There is lots of news to report from the Himalaya today, where the season is unfolding at a rapid clip. The end isn’t quite in sight just yet, but the stage is certainly being set, with summit bids underway throughout the region and weather forecasts predicting good opportunities to come. But there is still a lot of work to do before we’re through, and the hard work is yet to come.
Our first story from the Himalaya today is an update on the two Slovak climbers who were stranded above Camp 2. Vladimír Štrba and Zoltán Pál were caught in an avalanche yesterday, with Pál suffering an injury to his eye that prevented them from being able to descend safely. Yesterday we reported that rescue operations were underway, but a team of Sherpas that had been sent to lend aid were stalled out in C2, while evac helicopters failed to be able to reach the two men either. But today we get good news that both men have been rescued, as a team of four Sherpas – Mingma Gabu, Lakpa Thinduk, Ngima Dorchi and Nima Wangdi – reached them earlier today and helped them to safely descend.
Details of what exactly happened are still coming out, but it seems that the two Slovak climbers were hit by an avalanche at 7200 meters (23,622 ft) on the Southwest Face. The two men reportedly clung to a safety screw and a couple of carabiners for several hours before they were able to get themselves to safety. Now, they are headed back to BC to recover.

- _Required actions_:
a – According to the Himalaya news update, at what altitude were the two Slovak climbers hit by the avalanche?
b – Reproduce the Himalaya news update between "Details of what" and "BC to recover.", inclusive.
c – Go on with the Himalaya news update from the point where it stops.
The listing after this text comes from a different source.

- _Saved data entries_:
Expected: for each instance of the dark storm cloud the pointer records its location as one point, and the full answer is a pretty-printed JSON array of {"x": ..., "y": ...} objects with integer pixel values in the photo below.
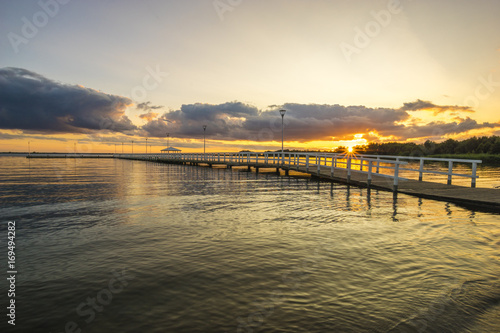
[
  {"x": 303, "y": 122},
  {"x": 31, "y": 102},
  {"x": 426, "y": 105},
  {"x": 146, "y": 106}
]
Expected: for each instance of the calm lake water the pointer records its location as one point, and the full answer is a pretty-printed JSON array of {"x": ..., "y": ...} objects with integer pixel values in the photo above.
[{"x": 128, "y": 246}]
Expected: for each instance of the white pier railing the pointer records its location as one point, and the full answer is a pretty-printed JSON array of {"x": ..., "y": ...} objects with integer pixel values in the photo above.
[{"x": 384, "y": 166}]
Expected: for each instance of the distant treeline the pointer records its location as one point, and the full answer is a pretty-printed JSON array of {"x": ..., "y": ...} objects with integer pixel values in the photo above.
[{"x": 474, "y": 145}]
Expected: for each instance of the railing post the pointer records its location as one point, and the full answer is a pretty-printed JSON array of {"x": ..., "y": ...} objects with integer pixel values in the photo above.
[
  {"x": 421, "y": 170},
  {"x": 369, "y": 180},
  {"x": 331, "y": 171},
  {"x": 450, "y": 171},
  {"x": 474, "y": 169},
  {"x": 396, "y": 177}
]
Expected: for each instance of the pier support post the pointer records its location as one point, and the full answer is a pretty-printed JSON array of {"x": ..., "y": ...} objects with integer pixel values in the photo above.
[
  {"x": 450, "y": 171},
  {"x": 474, "y": 170}
]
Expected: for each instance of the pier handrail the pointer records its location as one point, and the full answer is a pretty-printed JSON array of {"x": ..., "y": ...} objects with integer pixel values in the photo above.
[
  {"x": 423, "y": 159},
  {"x": 332, "y": 160},
  {"x": 291, "y": 160}
]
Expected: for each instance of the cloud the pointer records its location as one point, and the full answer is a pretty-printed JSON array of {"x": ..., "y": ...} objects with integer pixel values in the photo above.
[
  {"x": 148, "y": 116},
  {"x": 147, "y": 106},
  {"x": 419, "y": 105},
  {"x": 303, "y": 122},
  {"x": 33, "y": 103}
]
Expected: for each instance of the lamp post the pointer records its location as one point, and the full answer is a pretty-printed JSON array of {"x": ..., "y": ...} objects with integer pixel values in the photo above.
[
  {"x": 204, "y": 129},
  {"x": 282, "y": 113}
]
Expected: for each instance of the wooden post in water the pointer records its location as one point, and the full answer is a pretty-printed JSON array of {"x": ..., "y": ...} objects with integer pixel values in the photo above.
[
  {"x": 421, "y": 170},
  {"x": 474, "y": 169},
  {"x": 349, "y": 169},
  {"x": 450, "y": 171},
  {"x": 396, "y": 177},
  {"x": 369, "y": 180}
]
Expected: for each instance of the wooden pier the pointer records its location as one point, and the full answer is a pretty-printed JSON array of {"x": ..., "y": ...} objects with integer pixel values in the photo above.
[
  {"x": 358, "y": 170},
  {"x": 378, "y": 172}
]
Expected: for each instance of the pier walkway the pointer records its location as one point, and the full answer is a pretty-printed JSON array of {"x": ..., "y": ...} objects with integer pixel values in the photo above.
[{"x": 379, "y": 172}]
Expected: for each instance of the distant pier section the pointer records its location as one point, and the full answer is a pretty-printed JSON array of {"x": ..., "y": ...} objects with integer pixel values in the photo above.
[{"x": 372, "y": 171}]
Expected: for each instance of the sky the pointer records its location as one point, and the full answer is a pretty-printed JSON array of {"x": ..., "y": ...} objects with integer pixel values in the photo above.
[{"x": 104, "y": 76}]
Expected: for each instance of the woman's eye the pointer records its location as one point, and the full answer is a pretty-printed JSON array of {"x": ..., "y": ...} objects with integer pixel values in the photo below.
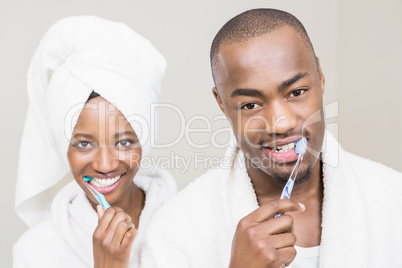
[
  {"x": 124, "y": 143},
  {"x": 83, "y": 144},
  {"x": 250, "y": 106},
  {"x": 297, "y": 93}
]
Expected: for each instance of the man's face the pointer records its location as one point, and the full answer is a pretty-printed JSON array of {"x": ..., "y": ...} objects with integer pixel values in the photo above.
[{"x": 271, "y": 88}]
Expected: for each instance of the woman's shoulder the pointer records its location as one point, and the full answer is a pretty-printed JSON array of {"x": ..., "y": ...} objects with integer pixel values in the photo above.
[
  {"x": 42, "y": 246},
  {"x": 35, "y": 246}
]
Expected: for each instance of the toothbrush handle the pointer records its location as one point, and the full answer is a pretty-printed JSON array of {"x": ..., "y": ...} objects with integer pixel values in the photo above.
[{"x": 286, "y": 192}]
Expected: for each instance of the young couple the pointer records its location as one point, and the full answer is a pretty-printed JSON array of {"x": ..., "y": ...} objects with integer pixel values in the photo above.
[{"x": 90, "y": 86}]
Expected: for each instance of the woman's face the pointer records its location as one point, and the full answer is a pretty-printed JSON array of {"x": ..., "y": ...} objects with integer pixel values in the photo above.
[{"x": 104, "y": 147}]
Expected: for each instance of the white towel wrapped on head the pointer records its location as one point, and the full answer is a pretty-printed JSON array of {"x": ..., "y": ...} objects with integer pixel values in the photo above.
[{"x": 79, "y": 55}]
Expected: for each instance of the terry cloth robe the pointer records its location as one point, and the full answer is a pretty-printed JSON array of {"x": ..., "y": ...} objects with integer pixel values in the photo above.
[
  {"x": 361, "y": 215},
  {"x": 66, "y": 239}
]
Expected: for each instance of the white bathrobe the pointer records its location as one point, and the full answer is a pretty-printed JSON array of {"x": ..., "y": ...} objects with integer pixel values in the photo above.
[
  {"x": 361, "y": 216},
  {"x": 66, "y": 239}
]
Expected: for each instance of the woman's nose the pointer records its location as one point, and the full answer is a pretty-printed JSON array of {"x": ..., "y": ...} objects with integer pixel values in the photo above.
[{"x": 106, "y": 160}]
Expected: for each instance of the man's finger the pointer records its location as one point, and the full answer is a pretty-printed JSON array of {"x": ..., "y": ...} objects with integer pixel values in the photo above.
[{"x": 270, "y": 209}]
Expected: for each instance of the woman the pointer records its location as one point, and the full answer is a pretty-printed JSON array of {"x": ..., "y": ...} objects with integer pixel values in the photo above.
[{"x": 91, "y": 84}]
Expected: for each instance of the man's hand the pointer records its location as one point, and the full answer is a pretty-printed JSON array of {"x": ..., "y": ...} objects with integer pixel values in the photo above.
[
  {"x": 264, "y": 241},
  {"x": 113, "y": 238}
]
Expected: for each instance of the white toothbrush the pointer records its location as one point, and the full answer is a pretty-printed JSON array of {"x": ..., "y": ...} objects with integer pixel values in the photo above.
[{"x": 301, "y": 148}]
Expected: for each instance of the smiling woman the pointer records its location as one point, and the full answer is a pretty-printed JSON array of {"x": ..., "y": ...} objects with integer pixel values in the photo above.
[{"x": 90, "y": 84}]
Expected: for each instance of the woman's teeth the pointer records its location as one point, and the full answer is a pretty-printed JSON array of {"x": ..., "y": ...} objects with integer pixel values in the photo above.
[
  {"x": 103, "y": 183},
  {"x": 283, "y": 148}
]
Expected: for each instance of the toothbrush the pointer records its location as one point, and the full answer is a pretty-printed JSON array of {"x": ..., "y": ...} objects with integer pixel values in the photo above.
[
  {"x": 101, "y": 199},
  {"x": 301, "y": 148}
]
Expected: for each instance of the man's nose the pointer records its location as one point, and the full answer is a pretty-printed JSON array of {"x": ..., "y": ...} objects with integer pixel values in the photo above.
[
  {"x": 281, "y": 118},
  {"x": 106, "y": 160}
]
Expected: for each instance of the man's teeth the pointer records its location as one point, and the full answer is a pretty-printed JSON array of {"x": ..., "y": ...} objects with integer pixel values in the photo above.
[
  {"x": 284, "y": 148},
  {"x": 103, "y": 183}
]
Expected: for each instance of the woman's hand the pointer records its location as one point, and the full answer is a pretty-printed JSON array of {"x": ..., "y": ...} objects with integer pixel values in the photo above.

- _Exercise responses_:
a – They were hit at 7200 meters (23,622 ft) on the Southwest Face.

b –
Details of what exactly happened are still coming out, but it seems that the two Slovak climbers were hit by an avalanche at 7200 meters (23,622 ft) on the Southwest Face. The two men reportedly clung to a safety screw and a couple of carabiners for several hours before they were able to get themselves to safety. Now, they are headed back to BC to recover.

c –
In other news from Everest, rope fixing efforts are now complete on the South Side of the mountain, with 11 Sherpas from various teams reaching the summit earlier today. Those are the first summits on the mountain in the past two years, an unprecedented streak for the world’s highest peak. This now clears the way for the commercial teams to follow, with the first squads hoping to top out tomorrow or Friday. Meanwhile, back in Base Camp, other teams are now preparing to set out for the summit as well, with the weather dictating when they’ll be able to move up.
The good news of the rescue on Everest was tempered reports of two Sherpa guides perishing on Makalu, apparently of altitude sickness. Da Tenji Sherpa and Lakpa Wangel Sherpa died in Camp 2 on that mountain after both complained of symptoms of HACE and HAPE. They were part of an 11-person Amical Alpin team. According to The Himalayan Times, the two men join two other Sherpas who have died of altitude sickness on Shishapangma, as well as two foreign trekkers in the Khumbu region near Everest.
In other news, Ueli Steck and David Göttler have returned to Base Camp on Shishapangma after being turned back due to poor weather conditions. Forecasts had called for a good weather window, but conditions changed quickly, forcing them back down. The two men are attempting a new route on the mountain, and say that they are far from done yet. They’ll rest in BC and wait for better weather before attempting the summit once again.